→ **TEXT SECTION**:
==============================
In a world where humans and machines continually interact, isolation matters. Miles of wiring in an electric car connect switches, sensors and high-voltage motors. An industrial controller exchanges data, commands and power with sensors on a factory floor. A high-voltage medical device monitors patients in clinics or extended-care facilities. A USB interface connects industrial machines to microcontrollers. A high-voltage relay operates on commands from a smart controller.
Examples such as these machine-to-machine and human-to-machine interactions are becoming more and more common as mechanical industrial systems are replaced with electrical motors, sensors and actuators. Clunky switches are being replaced with sensitive touch controls. The number of electrical motors – many operating at high voltages – is growing rapidly. Semiconductor switches operating at high voltages are being deployed regularly. And they all need to communicate and interact with smart controllers and drivers. The increasing number of industrial, automotive, medical and offline applications need the protection, noise immunity and reliable performance that isolation technology provides.
==============================
→ **EXERCISE DATA**:
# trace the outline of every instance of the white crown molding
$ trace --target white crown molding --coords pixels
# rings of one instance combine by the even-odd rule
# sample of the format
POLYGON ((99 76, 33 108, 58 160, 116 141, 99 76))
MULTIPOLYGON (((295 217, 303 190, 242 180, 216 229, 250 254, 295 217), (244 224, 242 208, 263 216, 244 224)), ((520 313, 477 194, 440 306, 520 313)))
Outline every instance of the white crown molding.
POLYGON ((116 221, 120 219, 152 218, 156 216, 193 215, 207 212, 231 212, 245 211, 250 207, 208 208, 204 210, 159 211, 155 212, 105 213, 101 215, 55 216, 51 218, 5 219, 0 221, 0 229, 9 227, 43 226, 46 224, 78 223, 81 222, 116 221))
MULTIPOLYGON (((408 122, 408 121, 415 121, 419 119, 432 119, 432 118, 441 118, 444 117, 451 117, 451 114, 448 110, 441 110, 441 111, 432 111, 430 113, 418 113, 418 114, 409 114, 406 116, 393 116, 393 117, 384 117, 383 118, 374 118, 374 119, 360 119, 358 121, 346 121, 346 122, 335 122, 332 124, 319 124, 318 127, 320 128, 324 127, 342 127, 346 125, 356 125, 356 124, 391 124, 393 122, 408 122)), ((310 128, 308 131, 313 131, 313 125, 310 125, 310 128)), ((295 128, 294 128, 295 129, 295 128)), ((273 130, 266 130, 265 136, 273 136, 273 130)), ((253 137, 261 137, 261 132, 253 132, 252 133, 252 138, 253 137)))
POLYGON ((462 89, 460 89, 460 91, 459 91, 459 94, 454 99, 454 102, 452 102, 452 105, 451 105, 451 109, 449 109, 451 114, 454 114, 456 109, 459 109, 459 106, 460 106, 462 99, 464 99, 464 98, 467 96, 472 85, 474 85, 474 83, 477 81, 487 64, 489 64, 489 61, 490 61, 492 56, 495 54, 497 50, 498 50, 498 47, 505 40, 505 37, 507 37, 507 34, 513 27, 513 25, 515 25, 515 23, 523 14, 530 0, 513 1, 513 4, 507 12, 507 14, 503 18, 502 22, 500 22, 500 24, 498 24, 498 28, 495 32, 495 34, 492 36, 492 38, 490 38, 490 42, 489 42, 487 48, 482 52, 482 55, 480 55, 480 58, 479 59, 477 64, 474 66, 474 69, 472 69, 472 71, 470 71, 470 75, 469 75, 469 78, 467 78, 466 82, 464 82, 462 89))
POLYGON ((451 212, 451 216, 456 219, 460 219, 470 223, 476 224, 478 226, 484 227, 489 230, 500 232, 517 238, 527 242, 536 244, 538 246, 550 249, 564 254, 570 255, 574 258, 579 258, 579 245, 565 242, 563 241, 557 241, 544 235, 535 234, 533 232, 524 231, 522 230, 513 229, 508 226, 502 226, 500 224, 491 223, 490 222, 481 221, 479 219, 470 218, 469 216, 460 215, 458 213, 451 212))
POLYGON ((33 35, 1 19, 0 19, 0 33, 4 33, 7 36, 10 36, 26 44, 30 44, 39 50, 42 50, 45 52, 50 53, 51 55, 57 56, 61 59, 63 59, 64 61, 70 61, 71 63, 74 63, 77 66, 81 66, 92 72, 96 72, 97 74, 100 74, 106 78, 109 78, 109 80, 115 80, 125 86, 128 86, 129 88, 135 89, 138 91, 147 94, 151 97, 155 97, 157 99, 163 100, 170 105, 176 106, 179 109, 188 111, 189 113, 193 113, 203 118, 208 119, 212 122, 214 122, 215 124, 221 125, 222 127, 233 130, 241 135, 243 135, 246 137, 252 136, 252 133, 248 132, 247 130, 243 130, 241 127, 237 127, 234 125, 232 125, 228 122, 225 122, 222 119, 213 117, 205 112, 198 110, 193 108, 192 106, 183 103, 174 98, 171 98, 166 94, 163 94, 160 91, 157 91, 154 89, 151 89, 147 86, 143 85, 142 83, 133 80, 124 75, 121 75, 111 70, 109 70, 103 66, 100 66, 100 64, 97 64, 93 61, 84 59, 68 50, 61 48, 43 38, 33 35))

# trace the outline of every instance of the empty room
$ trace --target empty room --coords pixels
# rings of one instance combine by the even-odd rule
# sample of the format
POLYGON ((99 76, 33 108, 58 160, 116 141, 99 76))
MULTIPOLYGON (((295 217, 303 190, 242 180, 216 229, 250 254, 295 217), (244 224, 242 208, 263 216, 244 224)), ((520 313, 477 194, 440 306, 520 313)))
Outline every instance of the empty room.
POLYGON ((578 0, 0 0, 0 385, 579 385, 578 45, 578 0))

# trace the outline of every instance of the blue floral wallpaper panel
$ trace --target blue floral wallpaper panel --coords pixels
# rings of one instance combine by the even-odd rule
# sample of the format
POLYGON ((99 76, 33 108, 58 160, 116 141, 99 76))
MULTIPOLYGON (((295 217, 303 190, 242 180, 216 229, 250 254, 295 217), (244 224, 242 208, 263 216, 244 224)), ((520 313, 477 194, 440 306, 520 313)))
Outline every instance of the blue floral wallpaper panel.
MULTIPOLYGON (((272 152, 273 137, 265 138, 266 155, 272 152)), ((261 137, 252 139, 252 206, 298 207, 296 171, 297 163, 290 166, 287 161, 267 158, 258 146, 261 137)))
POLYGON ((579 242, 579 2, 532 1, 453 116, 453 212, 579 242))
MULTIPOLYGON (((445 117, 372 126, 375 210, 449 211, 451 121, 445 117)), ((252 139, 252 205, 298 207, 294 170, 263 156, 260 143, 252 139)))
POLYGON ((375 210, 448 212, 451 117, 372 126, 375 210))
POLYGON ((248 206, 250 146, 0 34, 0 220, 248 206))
==============================
→ **EXERCISE PROMPT**:
Continue the text on electrical isolation from where it stops.

→ **OUTPUT OF THE EXERCISE**:
Isolators are critical for reliable and, when applied correctly, safe operations. For example, an isolator can help protect humans against electric shock hazard by isolating accessible circuits from high voltage or a low-voltage processor, such as our C2000 microcontroller, that drives a powerful industrial motor.
The trend toward transferring data rates of several hundred megabits and more across isolation barriers with high efficiency and robustness against high-voltage surges is becoming common in many industrial applications. Also, data and power are being transferred across some isolation barriers in gate-driver and industrial-sensor applications. The push to increase the number of channels and channel-to-channel isolation is increasing demand for miniaturized solutions.
So what exactly is isolation? An isolation barrier is a physical media that facilitates the reliable exchange of data and/or power between two systems while preventing unwanted currents. There are several key attributes for an integrated isolation technology:
- The maximum voltage that an isolator can tolerate for a short period of time (surge voltage) or during normal operation (working voltage).
- The maximum rate of change of ground potential difference that the isolator can withstand without incurring a communication error.
- Latency caused by the isolation barrier, direct distance (clearance) and surface distance (creepage) between power pins.
- The level of electromagnetic interference.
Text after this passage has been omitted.